Provided information →
»»

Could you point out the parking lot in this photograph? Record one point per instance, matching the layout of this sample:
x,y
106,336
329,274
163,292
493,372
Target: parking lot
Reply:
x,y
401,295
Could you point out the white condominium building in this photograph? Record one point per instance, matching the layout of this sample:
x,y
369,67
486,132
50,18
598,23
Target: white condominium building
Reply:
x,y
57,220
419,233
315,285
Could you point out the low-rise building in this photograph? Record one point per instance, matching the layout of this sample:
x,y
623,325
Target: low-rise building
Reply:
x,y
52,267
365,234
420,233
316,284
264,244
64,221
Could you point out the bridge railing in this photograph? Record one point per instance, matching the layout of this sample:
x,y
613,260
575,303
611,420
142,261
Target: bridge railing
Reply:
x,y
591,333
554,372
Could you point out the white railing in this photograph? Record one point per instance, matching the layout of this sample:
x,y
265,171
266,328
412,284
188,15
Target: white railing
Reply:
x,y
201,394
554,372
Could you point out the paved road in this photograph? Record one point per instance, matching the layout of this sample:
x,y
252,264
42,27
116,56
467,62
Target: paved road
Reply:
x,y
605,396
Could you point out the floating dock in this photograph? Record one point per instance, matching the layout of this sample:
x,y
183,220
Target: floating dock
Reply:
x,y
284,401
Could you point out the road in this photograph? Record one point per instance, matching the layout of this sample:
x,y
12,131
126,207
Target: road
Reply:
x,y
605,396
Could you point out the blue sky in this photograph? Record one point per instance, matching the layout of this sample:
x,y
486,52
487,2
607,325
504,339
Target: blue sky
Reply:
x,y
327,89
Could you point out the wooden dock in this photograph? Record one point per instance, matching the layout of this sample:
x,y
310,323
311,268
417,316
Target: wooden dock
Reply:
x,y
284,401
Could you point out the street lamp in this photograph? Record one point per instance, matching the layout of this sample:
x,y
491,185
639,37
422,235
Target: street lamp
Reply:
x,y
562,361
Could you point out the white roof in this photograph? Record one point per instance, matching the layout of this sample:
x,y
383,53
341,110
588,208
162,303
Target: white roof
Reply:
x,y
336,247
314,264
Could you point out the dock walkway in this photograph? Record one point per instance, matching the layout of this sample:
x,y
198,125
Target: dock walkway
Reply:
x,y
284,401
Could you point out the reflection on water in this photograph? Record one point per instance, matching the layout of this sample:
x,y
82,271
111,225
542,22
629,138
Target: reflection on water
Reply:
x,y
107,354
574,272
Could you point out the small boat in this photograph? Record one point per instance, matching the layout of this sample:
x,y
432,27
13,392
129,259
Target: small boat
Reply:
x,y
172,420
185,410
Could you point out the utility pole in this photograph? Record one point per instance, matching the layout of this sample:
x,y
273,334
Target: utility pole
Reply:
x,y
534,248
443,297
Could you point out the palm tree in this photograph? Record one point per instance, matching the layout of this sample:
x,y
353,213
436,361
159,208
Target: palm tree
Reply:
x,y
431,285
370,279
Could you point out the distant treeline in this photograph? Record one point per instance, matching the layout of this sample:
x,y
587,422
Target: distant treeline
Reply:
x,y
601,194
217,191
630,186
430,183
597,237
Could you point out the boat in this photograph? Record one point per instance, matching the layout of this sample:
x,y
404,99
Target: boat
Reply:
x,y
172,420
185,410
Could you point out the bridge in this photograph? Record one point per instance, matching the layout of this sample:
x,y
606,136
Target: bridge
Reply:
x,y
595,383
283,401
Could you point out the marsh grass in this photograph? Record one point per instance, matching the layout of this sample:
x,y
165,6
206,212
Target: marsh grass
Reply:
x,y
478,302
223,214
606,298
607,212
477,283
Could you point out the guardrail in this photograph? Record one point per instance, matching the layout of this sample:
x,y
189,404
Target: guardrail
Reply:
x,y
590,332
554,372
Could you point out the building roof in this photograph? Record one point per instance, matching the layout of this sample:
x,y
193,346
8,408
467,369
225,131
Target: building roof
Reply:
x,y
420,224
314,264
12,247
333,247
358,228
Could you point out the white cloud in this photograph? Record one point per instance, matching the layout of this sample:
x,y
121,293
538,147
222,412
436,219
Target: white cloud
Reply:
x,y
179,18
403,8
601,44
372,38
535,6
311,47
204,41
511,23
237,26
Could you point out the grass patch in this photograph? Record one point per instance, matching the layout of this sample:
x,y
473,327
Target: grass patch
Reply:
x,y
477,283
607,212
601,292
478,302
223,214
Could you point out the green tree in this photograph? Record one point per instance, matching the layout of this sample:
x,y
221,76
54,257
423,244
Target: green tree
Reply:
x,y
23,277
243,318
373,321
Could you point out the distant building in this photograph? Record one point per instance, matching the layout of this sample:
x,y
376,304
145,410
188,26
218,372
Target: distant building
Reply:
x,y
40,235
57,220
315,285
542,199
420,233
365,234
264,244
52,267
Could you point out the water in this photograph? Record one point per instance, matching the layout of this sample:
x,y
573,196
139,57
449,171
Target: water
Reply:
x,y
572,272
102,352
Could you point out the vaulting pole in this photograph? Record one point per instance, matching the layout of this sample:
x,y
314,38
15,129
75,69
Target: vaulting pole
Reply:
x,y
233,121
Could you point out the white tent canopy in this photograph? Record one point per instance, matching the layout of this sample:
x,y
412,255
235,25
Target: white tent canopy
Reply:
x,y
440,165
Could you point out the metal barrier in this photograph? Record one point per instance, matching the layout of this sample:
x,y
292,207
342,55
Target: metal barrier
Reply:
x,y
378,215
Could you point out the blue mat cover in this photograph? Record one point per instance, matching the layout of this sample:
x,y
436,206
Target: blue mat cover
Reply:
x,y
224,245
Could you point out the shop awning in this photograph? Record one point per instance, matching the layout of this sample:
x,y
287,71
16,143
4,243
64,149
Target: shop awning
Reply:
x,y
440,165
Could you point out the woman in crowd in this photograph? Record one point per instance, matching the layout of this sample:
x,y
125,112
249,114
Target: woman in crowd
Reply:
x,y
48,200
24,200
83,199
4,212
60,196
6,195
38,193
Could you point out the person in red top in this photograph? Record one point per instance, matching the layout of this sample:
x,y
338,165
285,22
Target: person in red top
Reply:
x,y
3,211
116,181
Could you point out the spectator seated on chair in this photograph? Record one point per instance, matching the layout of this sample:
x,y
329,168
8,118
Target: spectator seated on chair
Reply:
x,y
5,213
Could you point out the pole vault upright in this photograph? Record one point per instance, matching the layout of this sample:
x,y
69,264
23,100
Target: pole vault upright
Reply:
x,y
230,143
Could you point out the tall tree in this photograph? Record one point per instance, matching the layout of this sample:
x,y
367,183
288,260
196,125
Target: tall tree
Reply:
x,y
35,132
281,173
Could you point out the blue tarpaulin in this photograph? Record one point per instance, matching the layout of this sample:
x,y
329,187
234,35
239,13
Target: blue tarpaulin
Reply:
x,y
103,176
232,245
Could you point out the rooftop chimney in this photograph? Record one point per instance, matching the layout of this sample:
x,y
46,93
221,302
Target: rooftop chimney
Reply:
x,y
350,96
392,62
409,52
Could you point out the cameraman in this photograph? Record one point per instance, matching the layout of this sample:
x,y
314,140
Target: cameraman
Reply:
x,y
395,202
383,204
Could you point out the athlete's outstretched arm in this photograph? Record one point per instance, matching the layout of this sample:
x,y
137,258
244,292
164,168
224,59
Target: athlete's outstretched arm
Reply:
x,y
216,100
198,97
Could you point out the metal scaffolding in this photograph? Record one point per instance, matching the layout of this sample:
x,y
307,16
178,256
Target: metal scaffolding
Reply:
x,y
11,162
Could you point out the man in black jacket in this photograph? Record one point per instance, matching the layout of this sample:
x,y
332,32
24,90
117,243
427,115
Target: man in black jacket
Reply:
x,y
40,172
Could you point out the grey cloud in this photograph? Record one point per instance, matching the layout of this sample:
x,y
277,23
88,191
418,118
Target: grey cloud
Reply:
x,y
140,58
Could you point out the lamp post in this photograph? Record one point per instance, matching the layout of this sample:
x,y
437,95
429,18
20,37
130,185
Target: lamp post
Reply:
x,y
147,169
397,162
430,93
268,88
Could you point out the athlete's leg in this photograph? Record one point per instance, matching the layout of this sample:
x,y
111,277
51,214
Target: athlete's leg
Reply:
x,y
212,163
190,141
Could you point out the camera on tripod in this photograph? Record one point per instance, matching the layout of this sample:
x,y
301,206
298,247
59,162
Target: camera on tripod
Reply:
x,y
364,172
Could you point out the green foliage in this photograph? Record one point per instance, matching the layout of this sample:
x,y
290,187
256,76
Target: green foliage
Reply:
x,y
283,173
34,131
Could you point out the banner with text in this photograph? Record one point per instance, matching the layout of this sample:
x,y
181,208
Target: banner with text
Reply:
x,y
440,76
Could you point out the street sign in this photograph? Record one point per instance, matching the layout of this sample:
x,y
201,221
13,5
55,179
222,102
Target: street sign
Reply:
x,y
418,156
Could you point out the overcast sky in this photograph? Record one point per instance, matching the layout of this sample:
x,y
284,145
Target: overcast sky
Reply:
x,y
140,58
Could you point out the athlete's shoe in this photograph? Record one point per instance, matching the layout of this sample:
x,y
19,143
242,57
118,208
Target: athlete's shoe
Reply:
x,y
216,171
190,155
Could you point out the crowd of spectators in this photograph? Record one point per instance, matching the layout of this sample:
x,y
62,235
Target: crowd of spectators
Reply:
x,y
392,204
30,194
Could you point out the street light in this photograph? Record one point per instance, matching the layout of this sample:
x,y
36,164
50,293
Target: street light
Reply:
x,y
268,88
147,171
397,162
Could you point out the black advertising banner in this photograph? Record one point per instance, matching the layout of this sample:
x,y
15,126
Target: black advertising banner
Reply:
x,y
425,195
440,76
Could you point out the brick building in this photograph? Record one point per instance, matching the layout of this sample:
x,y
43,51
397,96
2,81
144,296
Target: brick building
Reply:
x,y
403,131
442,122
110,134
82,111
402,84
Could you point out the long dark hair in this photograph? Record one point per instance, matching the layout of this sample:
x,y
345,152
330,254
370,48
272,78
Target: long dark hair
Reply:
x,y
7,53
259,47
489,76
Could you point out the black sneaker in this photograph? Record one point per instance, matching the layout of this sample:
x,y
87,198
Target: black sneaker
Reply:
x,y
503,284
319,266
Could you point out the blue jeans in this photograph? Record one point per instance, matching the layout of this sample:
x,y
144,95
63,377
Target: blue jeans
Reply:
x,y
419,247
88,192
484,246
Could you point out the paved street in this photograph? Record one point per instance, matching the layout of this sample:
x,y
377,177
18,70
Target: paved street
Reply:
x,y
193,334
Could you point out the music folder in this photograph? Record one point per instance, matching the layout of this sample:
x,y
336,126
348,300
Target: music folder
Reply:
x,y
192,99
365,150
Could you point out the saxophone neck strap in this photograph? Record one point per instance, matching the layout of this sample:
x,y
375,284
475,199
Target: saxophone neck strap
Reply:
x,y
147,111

««

Request →
Reproduce the records verbatim, from the line with "Could you point out the brick" up to and including the final line of the records.

Full response →
Could you point out the brick building in this photograph? Record one point per instance, matching the layout of this sample:
x,y
43,51
397,96
2,81
144,296
Target: brick building
Reply:
x,y
403,131
442,122
110,134
82,111
402,84
Could you point out the long dark hair in this photograph? Record one point per instance, matching the layout of this sample:
x,y
345,152
330,254
370,48
272,78
Target: long dark hair
Reply:
x,y
7,53
259,47
489,76
Could you point out the black sneaker in this photograph? Record one point per instance, matching the layout of this sample:
x,y
87,198
Target: black sneaker
Reply:
x,y
503,284
319,266
Could you point out the blue jeans in this photograph? Record one point per instance, matching the layout of this sample:
x,y
144,95
63,377
Target: blue jeans
Reply:
x,y
419,247
88,192
484,246
Could you point out the paved street in this photograph? Record one point per instance, matching the layout of this sample:
x,y
377,177
18,70
Target: paved street
Reply:
x,y
193,334
Could you point out the music folder in this photograph? Record one point per instance, matching the layout of this sample:
x,y
336,126
348,300
Target: music folder
Reply:
x,y
192,99
365,150
Could you point out the saxophone neck strap in this photograph? Record one point per instance, matching the layout of this sample:
x,y
375,284
475,199
Target: saxophone neck strap
Reply:
x,y
147,111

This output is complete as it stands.